### PROVIDED TEXT
A third program would bounce laser beams off mirrors hung from space satellites or huge high-altitude blimps, redirecting the lethal rays down to targets around the world. A fourth seeks to turn radio waves into weapons whose powers could range "from tap on the shoulder to toast," in the words of an Air Force plan.
Why are these new weapons necessary, you ask? Because missile defense doesn't fucking work!
The Air Force's drive into space has been accelerated by the Pentagon's failure to build a missile defense on earth. After spending 22 years and nearly $100 billion, Pentagon officials say they cannot reliably detect and destroy a threat today.

"Are we out of the woods? No," Lt. Gen. Trey Obering, who directs the Missile Defense Agency, said in an interview. "We've got a long way to go, a lot of testing to do."
The Times claims, erroneously, that these new proposals represent "a substantial shift in American policy" away from the more "pacific" uses for space imagined by the Clinton Administration. If anything, the Air Force proposal affirms what many people have argued since 1967, when Lyndon Johnson proposed the Sentinel program, the forerunner of what is now called "national missile defense" — that the push for "defensive" space weapons is little more than a cover for the full-on weaponization of space. This is why the 1972 ABM Treaty and the lesser-known 1967 Outer Space Treaty were signed in the first place. With the cold war long over, however, the US has spent the past 13 years developing — under three successive presidents — a broad foreign policy demeanor that brooks no opposition to its "full-spectrum dominance." In the rejuvenated culture of American imperialism, treaties and conventions are rendered "quaint," and so they may be violated, obeyed or ignored as the situation requires. Got a problem with that? Suck on it, world! We've got "interests" to protect.

### EXERCISE INSTRUCTIONS
1. Write out, word for word, the part of the space weapons text starting at "A third program" and ending at "Air Force plan.".
2. Carry the commentary on space weapons and missile defense on past its last sentence.
The listing isn't needed for anything here.

### Position annotation records
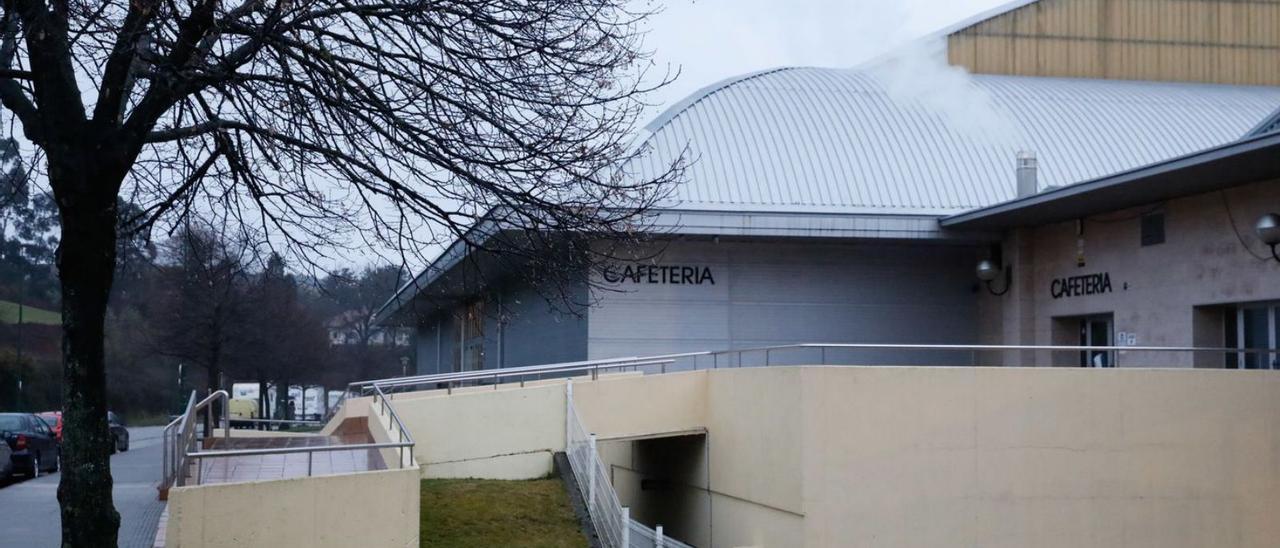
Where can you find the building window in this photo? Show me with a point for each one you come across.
(471, 338)
(1255, 329)
(1097, 330)
(1153, 228)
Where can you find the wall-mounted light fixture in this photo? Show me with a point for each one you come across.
(1269, 231)
(990, 269)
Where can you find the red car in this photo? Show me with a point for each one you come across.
(54, 419)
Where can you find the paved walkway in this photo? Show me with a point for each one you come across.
(28, 508)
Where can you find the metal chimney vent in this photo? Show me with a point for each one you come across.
(1028, 182)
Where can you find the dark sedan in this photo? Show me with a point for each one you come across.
(35, 450)
(119, 434)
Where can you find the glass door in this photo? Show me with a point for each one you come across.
(1097, 330)
(1257, 334)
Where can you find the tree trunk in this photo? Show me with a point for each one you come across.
(214, 383)
(86, 265)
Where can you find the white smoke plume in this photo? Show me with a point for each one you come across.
(919, 73)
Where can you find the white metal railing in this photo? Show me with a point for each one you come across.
(612, 521)
(804, 354)
(179, 437)
(643, 537)
(393, 423)
(182, 450)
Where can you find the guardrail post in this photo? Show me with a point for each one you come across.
(626, 528)
(592, 474)
(568, 415)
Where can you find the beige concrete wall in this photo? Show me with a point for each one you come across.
(917, 456)
(508, 433)
(355, 510)
(1216, 41)
(1020, 457)
(1203, 261)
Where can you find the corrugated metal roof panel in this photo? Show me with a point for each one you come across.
(846, 141)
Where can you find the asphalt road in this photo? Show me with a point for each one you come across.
(28, 508)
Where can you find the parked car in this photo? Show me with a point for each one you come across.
(119, 434)
(54, 419)
(35, 448)
(7, 467)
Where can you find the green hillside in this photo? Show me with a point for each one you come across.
(483, 514)
(30, 315)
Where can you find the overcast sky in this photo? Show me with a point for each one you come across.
(712, 40)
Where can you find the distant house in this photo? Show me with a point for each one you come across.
(355, 325)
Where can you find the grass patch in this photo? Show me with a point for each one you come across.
(483, 514)
(30, 315)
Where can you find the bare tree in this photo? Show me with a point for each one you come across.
(315, 123)
(204, 302)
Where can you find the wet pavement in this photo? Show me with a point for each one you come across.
(28, 508)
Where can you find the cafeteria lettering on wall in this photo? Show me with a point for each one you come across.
(661, 274)
(1080, 286)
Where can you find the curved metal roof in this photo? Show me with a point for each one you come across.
(810, 140)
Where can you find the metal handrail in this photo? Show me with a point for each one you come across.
(179, 435)
(594, 366)
(365, 387)
(293, 450)
(309, 423)
(400, 427)
(225, 453)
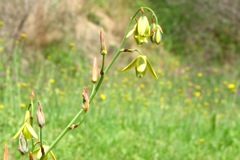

### THE RESPONSES
1.
A third program would bounce laser beams off mirrors hung from space satellites or huge high-altitude blimps, redirecting the lethal rays down to targets around the world. A fourth seeks to turn radio waves into weapons whose powers could range "from tap on the shoulder to toast," in the words of an Air Force plan.

2.
There are, however, no "national interests" worth defending through the deployment of weapons in space; the unsustainable expense of these projects would quite likely make the nation even more vulnerable to attack by diverting resources away from more worthwhile programs. (For some perspective on this just ask all the people working at American ports and nuclear plants how all that Homeland Security money is working out.) Moreover, the laughable failures of "missile defense" would lead a reasonable person to suspect that "Dildos from God" — or whatever they're calling it — are probably more thrilling in name than in practice.

None of this matters, though, when you've got a hard-on like Lance Lord. "Space superiority is not our birthright, but it is our destiny," he told an Air Force conference in September. "Space superiority is our day-to-day mission. Space supremacy is our vision for the future."